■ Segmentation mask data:
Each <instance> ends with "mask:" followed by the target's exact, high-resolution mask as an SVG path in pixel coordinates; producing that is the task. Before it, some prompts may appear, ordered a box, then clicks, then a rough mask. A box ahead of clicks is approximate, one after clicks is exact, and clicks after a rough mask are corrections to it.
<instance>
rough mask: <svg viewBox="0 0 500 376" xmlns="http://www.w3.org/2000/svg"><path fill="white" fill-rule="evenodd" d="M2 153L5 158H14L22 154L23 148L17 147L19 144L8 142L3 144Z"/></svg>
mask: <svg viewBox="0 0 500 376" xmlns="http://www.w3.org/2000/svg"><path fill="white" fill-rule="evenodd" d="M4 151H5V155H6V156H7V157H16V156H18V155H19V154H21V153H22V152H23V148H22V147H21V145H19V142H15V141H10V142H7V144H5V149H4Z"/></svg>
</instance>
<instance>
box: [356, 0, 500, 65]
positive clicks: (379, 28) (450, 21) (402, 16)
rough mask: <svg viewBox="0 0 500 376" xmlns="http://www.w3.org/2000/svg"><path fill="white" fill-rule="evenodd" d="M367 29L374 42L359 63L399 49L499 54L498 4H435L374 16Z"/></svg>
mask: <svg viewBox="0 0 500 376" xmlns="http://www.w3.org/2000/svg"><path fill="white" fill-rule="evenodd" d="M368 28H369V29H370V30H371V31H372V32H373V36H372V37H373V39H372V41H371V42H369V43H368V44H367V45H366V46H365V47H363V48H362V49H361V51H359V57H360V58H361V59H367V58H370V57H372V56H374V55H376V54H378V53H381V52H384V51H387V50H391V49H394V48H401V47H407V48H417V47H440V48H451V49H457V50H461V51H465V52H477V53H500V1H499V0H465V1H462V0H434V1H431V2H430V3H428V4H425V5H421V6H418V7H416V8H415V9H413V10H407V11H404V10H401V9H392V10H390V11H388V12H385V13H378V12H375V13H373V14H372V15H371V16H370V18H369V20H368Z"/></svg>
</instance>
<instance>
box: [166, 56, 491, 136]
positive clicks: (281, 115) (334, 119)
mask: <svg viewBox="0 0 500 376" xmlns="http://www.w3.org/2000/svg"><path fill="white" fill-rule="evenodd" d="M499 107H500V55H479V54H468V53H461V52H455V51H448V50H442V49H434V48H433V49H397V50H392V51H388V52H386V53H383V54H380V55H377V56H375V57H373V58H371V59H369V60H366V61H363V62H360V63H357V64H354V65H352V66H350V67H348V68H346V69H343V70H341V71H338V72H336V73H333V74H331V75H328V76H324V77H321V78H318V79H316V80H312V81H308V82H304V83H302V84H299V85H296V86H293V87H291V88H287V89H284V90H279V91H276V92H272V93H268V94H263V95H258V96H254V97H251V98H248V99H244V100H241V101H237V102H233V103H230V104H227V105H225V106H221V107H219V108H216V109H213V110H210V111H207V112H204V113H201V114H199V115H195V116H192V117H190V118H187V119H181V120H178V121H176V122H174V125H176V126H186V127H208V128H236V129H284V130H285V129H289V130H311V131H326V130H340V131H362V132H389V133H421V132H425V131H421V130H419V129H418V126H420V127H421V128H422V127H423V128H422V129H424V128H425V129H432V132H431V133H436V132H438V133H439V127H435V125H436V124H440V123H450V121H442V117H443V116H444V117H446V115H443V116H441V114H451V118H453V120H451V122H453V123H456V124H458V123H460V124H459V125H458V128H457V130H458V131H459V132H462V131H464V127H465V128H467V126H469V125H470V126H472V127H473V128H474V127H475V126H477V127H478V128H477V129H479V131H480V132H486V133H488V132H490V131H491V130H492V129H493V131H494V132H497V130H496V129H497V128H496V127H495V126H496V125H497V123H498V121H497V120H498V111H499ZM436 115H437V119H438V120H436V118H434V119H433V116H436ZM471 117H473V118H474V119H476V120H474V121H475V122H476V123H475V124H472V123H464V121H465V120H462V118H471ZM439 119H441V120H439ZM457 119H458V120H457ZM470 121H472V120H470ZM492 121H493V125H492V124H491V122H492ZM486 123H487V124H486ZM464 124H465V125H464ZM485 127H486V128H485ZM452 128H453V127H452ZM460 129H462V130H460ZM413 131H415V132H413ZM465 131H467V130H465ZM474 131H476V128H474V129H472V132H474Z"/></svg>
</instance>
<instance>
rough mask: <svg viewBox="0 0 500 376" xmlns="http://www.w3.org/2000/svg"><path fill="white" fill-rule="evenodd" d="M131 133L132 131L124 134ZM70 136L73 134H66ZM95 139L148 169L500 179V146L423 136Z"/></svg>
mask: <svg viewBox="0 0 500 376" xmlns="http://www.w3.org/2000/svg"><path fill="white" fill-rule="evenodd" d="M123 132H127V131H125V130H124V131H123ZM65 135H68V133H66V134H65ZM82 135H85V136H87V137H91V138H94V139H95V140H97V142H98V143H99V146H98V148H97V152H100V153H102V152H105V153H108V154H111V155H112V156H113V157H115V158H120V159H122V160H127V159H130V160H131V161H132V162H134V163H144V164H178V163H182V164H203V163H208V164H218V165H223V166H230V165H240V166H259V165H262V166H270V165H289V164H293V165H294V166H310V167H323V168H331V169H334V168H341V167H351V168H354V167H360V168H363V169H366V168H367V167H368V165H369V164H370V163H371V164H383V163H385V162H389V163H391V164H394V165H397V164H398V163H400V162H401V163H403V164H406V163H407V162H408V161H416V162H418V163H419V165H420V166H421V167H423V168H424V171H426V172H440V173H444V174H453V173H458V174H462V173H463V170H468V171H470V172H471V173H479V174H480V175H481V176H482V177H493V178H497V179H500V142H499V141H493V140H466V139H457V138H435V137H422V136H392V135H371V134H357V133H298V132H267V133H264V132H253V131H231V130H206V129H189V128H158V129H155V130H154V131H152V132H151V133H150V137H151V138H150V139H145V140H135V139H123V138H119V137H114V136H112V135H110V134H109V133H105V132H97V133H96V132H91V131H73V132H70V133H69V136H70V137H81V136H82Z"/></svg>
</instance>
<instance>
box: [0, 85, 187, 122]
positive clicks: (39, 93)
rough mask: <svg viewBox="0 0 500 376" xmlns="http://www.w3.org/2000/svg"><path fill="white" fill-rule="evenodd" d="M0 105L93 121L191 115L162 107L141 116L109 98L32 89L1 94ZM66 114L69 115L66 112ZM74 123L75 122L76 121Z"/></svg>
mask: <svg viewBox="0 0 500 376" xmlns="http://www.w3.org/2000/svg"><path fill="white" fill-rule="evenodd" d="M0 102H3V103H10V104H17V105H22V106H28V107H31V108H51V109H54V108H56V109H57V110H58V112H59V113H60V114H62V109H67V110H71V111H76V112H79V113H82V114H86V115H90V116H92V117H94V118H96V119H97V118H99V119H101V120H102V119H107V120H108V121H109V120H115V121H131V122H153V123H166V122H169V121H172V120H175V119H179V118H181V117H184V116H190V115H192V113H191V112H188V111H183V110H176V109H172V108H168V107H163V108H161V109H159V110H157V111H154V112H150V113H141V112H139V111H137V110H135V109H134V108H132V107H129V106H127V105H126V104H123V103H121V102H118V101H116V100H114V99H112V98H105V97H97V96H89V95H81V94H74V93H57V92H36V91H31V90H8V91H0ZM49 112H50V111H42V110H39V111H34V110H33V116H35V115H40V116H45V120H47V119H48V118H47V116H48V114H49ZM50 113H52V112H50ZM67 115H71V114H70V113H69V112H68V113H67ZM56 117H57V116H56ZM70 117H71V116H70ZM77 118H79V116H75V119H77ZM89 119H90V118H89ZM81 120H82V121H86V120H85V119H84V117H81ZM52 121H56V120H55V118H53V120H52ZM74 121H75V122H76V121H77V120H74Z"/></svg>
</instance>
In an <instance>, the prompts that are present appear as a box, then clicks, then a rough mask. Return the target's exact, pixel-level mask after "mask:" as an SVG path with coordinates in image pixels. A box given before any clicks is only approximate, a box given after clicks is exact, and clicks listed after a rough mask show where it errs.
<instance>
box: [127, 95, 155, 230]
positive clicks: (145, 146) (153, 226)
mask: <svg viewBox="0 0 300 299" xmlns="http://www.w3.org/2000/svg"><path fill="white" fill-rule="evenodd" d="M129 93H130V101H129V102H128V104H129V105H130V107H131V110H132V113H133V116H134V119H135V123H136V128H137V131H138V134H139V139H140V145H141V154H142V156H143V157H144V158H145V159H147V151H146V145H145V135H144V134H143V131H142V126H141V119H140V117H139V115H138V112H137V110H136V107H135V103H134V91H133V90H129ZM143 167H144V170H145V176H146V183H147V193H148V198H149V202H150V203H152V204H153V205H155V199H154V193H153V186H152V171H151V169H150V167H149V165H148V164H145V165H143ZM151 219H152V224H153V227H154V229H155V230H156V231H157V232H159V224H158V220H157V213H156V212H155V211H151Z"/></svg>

■ Brief: Please print, exactly and with nothing else, the lines from the first line of the entries through the line containing "positive clicks: (379, 28)".

■ Answer box:
Each <instance> ends with "mask:" followed by the target's exact, high-resolution mask as an SVG path in pixel coordinates; producing that is the task. Before it, some prompts may appear, ordered a box, then clicks, then a rough mask. A box ahead of clicks is approximate, one after clicks is exact, and clicks after a rough mask are corrections to it.
<instance>
rough mask: <svg viewBox="0 0 500 376" xmlns="http://www.w3.org/2000/svg"><path fill="white" fill-rule="evenodd" d="M2 153L5 158H14L22 154L23 148L17 147L19 144L8 142L3 144Z"/></svg>
mask: <svg viewBox="0 0 500 376" xmlns="http://www.w3.org/2000/svg"><path fill="white" fill-rule="evenodd" d="M4 151H5V155H6V156H7V157H16V156H18V155H19V154H21V153H22V152H23V148H22V147H21V145H19V142H15V141H10V142H7V144H5V149H4Z"/></svg>
</instance>
<instance>
box: [356, 0, 500, 65]
positive clicks: (379, 28) (450, 21) (402, 16)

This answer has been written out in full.